Série d'exercices:
(a) D'après l'extrait sur les perturbateurs endocriniens, sur combien d'indicateurs prioritaires Santé publique France veut-elle refondre sa surveillance ?
(b) Selon l'extrait sur les perturbateurs endocriniens, pourquoi Santé publique France veut-elle refondre son dispositif de surveillance ?

Extrait:
■ ■ ■ ■
Les effets sanitaires des perturbateurs endocriniens s’étendent au-delà du champ de la santé reproductive, ce qui conduit Santé publique France (SPF) à vouloir refondre son dispositif de surveillance à partir d’une vingtaine d’indicateurs prioritaires. Ceci, sur la base de l’étude Peps’pe lancée en 2021, dont les résultats ont été publiés fin décembre. Cette décision entre en résonance avec les préoccupations de la Société francophone d’endocrinologie qui a fait des perturbateurs endocriniens (PE) un axe majeur de son congrès de 2023, les considérant comme un « enjeu fort de santé publique ».
■ ■ ■ ■
Données de repérage de points sur image:
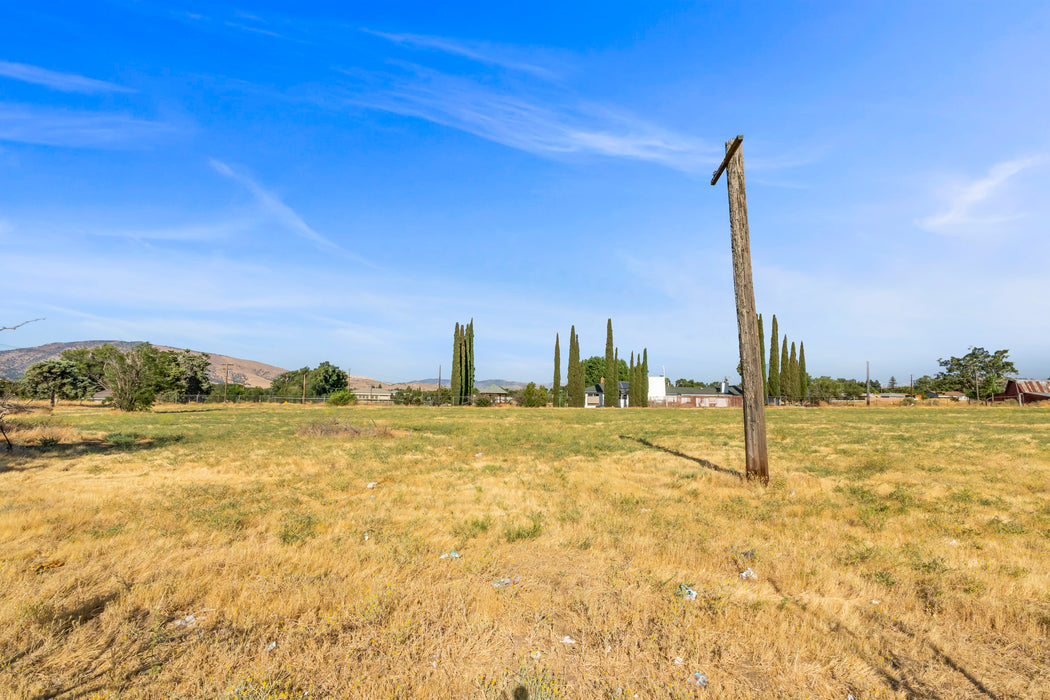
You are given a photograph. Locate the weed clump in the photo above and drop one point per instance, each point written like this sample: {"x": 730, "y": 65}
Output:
{"x": 530, "y": 531}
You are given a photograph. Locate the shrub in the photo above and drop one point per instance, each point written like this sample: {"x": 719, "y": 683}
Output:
{"x": 342, "y": 398}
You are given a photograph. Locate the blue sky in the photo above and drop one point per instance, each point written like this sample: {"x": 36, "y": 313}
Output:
{"x": 294, "y": 183}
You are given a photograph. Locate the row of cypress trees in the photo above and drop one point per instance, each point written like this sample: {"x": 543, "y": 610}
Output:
{"x": 788, "y": 378}
{"x": 462, "y": 380}
{"x": 637, "y": 374}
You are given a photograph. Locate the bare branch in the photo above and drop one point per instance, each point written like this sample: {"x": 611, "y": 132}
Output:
{"x": 12, "y": 327}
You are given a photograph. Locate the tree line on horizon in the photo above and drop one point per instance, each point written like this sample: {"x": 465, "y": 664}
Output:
{"x": 597, "y": 370}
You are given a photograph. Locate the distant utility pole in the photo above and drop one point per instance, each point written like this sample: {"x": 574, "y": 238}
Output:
{"x": 226, "y": 385}
{"x": 867, "y": 384}
{"x": 756, "y": 454}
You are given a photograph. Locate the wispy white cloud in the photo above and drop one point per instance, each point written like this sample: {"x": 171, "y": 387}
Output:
{"x": 981, "y": 207}
{"x": 79, "y": 129}
{"x": 273, "y": 207}
{"x": 551, "y": 126}
{"x": 64, "y": 82}
{"x": 486, "y": 52}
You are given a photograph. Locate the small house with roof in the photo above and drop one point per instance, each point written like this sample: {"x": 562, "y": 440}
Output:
{"x": 1024, "y": 391}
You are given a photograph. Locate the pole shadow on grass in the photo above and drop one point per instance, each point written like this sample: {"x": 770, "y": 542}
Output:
{"x": 698, "y": 460}
{"x": 897, "y": 662}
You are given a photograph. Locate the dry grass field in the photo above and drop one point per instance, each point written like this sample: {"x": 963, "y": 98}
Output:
{"x": 288, "y": 551}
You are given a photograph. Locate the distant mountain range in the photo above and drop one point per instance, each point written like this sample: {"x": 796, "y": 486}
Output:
{"x": 248, "y": 373}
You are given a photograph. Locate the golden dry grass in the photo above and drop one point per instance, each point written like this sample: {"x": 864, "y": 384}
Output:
{"x": 239, "y": 552}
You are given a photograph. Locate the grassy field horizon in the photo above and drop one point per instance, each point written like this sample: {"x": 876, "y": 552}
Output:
{"x": 268, "y": 551}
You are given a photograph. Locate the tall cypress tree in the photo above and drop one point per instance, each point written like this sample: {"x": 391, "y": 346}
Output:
{"x": 611, "y": 388}
{"x": 632, "y": 383}
{"x": 774, "y": 373}
{"x": 761, "y": 354}
{"x": 570, "y": 388}
{"x": 454, "y": 383}
{"x": 645, "y": 378}
{"x": 803, "y": 379}
{"x": 557, "y": 388}
{"x": 784, "y": 363}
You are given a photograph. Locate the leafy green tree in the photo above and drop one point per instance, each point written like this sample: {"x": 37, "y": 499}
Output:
{"x": 56, "y": 379}
{"x": 979, "y": 374}
{"x": 91, "y": 361}
{"x": 594, "y": 369}
{"x": 773, "y": 385}
{"x": 342, "y": 398}
{"x": 825, "y": 388}
{"x": 326, "y": 379}
{"x": 557, "y": 386}
{"x": 290, "y": 383}
{"x": 532, "y": 396}
{"x": 132, "y": 378}
{"x": 193, "y": 372}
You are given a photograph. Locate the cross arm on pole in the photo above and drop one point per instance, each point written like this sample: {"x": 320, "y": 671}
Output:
{"x": 729, "y": 155}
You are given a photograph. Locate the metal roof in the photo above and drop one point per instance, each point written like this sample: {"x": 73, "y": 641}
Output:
{"x": 1032, "y": 385}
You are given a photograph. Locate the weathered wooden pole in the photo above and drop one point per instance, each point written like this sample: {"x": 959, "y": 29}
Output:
{"x": 756, "y": 455}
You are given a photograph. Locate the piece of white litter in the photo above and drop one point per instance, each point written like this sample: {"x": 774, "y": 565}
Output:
{"x": 698, "y": 679}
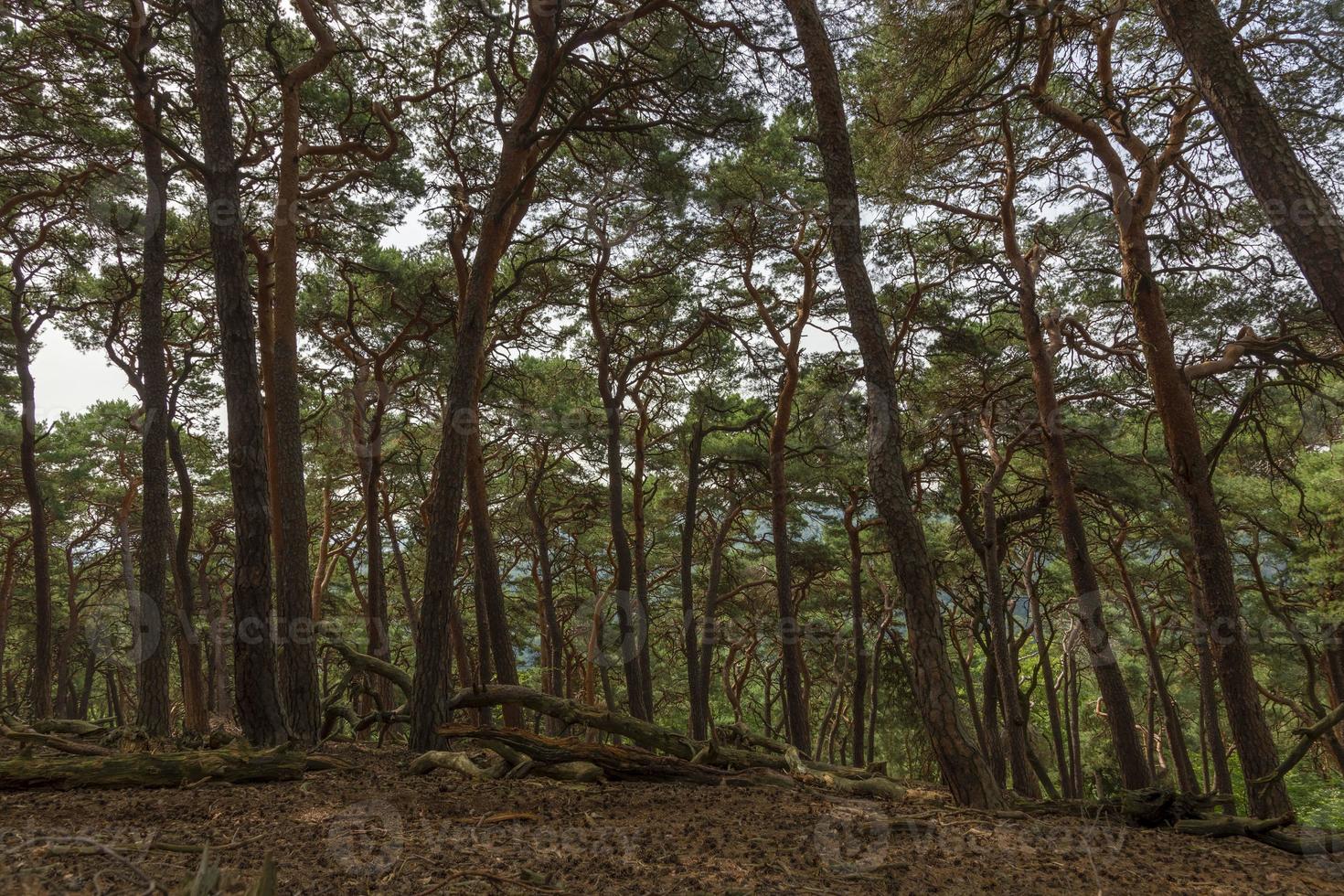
■ ■ ■ ■
Réponses dans l'ordre:
(a) Sur une vingtaine d'indicateurs prioritaires.

(b) Santé publique France veut refondre son dispositif parce que les effets des perturbateurs endocriniens sur la santé ne touchent pas seulement la santé reproductive. Ils vont au-delà.